ЧТО НУЖНО СДЕЛАТЬ:
1 > Назовите всех реальных людей, кроме самого Владимира Набокова, которые упомянуты в тексте о Набокове по фамилии.
2 > Перепишите без изменений фрагмент текста о Набокове, который открывается словами «Набоков родился даже» и завершается словами «Гиппиус матери Набокова).».

ФРАГМЕНТ СТРАНИЦЫ:
========
Фото: ТАССБудущий писатель Владимир Набоков с матерью Е.И. Набоковой и дядей В.И. Рукавишниковым. 1 марта 1908 года

Разумеется, отдельной строкой — об успехах в лепидоптерологии, сиречь науке о чешуекрылых. Две-три бойкие книги, написанные, как Черчиллем, в молодости, в расчет, вероятно, не шли бы.

Набоков родился даже не с серебряной — с платиновой ложкой во рту; общеизвестно получение им миллионного наследства в 16 лет. Упорядоченность жизни в нормальной стране (особенно с наследством) не помешала бы Набокову стать подлинно великим человеком — вопрос, была бы приложением этого величия именно литература. Тем более что там его вряд ли очень ждали. («Передайте вашему сыну, что писателем он не будет никогда», сказала беспощадная Гиппиус матери Набокова).

Другие берега

Определение «эмигрант» — в значении, разумеется, «русский эмигрант» — к Набокову вроде бы пришито намертво, хотя еще советские энциклопедии тактично (и точно) именовали его русским и американским писателем. На самом деле «эмигрантом» Набоков перестал быть в мае 1940 года, когда уезжал из Франции в США последним рейсом печально известного «Шамплейна». В Америку уезжал «В. Сирин», автор много обещавших, но так и не прочтенных толком русским сообществом книг, героев которых звали, в том числе, Родриг Иванович и Мартын Эдельвейс. Эмиграция ждала от набоковского гения переосмысления собственной судьбы, а получила прихотливую, изысканную, но совершенно «нерусскую», на первый взгляд лишенную корней прозу, в которой было вдоволь невероятного русского языка, но слишком мало невероятных русских терзаний. В Америку приехал Vladimir Nabokov, который не напишет более по-русски ни строчки.
========
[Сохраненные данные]
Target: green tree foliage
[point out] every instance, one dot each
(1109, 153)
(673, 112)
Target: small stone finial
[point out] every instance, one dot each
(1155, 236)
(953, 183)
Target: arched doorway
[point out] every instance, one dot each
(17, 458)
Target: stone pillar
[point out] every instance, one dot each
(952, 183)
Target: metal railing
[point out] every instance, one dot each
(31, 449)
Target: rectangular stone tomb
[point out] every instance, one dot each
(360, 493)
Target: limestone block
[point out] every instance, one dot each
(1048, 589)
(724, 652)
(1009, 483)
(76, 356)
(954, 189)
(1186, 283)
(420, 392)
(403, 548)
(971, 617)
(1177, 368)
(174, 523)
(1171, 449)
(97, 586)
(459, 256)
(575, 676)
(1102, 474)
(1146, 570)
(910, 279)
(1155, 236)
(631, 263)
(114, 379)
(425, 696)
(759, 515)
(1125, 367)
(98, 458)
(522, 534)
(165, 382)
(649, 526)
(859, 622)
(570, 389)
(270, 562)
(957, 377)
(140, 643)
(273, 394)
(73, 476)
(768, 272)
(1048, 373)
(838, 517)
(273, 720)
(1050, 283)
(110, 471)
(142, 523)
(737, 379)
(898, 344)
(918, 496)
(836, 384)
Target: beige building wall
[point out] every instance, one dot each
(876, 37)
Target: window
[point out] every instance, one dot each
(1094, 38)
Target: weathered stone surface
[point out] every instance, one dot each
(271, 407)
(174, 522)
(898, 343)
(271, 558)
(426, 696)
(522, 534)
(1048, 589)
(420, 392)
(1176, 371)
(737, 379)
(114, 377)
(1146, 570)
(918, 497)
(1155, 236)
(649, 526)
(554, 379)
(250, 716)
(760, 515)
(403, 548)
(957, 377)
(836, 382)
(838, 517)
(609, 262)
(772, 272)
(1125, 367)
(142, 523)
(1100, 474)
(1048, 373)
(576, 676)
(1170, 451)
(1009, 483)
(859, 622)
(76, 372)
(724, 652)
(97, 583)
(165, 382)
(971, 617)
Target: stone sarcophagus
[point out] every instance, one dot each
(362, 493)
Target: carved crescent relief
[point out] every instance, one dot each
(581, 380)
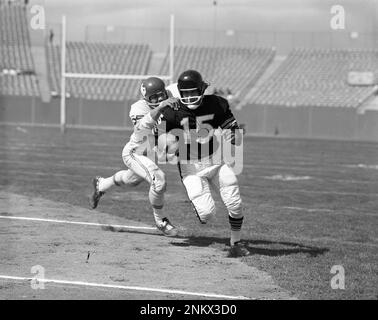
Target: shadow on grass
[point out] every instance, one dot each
(254, 247)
========
ОТВЕТЫ К ЗАДАНИЯМ:
1 > Е.И. Набокова, В.И. Рукавишников, Черчилль, Гиппиус

2 >
Набоков родился даже не с серебряной — с платиновой ложкой во рту; общеизвестно получение им миллионного наследства в 16 лет. Упорядоченность жизни в нормальной стране (особенно с наследством) не помешала бы Набокову стать подлинно великим человеком — вопрос, была бы приложением этого величия именно литература. Тем более что там его вряд ли очень ждали. («Передайте вашему сыну, что писателем он не будет никогда», сказала беспощадная Гиппиус матери Набокова).